Text under study =
====

MI weekly selection #368
GPS measurements help map Himalayas’ quake risk
Scientists who studied measurements from GPS stations say they’ve identified four parts of the Himalayas that could be shaken by major earthquakes with magnitudes greater than 8.5. Researchers examined fault-locking levels in the Himalayan arc by comparing the Indian and Eurasian plates’ convergence rates with their relative velocities.
Hayabusa 2 test reveals Ryugu’s age
Researchers have determined the asteroid Ryugu is about 9 million years old by creating a crater on its surface with a projectile launched from the Hayabusa 2 spacecraft. Prior to the analysis, estimates of the asteroid’s age ranged from 160 million years to 9 million.
Vampire bats form bonds to share food
Vampire bats can form cooperative relationships with other vampire bats in order to share food and help keep each other alive. Researchers gathered bats that were strangers to each other and observed their growing relationships as pairs of creatures built trust to the point one bat would share its blood meal with its friend.

====

Required work =
1/ According to the weekly science news selection, how old is the asteroid Ryugu?
2/ Resume the weekly science news selection from where it stops.

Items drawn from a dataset
====

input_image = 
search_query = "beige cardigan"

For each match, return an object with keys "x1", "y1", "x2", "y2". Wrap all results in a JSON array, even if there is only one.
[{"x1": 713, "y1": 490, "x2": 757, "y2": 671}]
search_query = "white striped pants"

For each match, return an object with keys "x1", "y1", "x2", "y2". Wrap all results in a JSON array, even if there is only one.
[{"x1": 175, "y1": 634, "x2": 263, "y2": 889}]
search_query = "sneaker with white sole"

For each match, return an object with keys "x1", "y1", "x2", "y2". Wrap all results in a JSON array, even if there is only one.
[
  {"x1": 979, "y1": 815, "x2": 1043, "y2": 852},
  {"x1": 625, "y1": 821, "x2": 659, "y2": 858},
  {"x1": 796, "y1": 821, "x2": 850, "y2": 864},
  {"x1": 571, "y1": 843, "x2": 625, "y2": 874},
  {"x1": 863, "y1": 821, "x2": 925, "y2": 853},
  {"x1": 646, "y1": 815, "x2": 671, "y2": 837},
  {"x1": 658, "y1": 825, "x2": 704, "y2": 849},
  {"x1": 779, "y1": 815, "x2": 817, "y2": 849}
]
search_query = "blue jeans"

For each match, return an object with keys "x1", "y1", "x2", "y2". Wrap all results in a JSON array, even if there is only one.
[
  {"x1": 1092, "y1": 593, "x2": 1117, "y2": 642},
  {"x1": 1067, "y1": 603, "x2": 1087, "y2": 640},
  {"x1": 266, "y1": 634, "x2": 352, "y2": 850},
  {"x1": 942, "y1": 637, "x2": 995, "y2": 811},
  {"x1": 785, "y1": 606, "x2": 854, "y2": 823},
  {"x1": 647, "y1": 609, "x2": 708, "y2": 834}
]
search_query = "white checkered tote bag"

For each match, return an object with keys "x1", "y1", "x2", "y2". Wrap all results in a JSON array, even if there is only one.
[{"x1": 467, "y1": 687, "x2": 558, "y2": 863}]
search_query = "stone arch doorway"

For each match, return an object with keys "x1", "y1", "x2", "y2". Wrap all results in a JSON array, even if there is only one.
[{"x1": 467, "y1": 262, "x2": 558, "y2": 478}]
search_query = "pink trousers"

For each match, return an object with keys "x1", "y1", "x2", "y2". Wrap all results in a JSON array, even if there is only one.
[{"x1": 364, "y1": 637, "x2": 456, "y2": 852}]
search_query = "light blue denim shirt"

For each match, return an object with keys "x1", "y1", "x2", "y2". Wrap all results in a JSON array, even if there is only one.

====

Numbered responses =
1/ About 9 million years old.

2/
Birds as engineers
Physicists are studying the engineering intricacies of nests created by birds and analyzing structural dynamics, with an eye on employing the principles elsewhere, such as in packaging, architecture and shock-absorption. Researchers are examining the “mechanical synthesis” of how the bird creates the structure with an “expectation of nest performance.”
Monkeys appear to develop immunity after COVID-19
Three rhesus monkeys that recovered from exposure to SARS-CoV-2 did not develop an infection again after a second exposure, according to preliminary results of a study posted on the preprint server bioRxiv. The finding would suggest that primates develop immunity to the virus that causes COVID-19, and reports of some people testing positive twice could be due to test inaccuracy.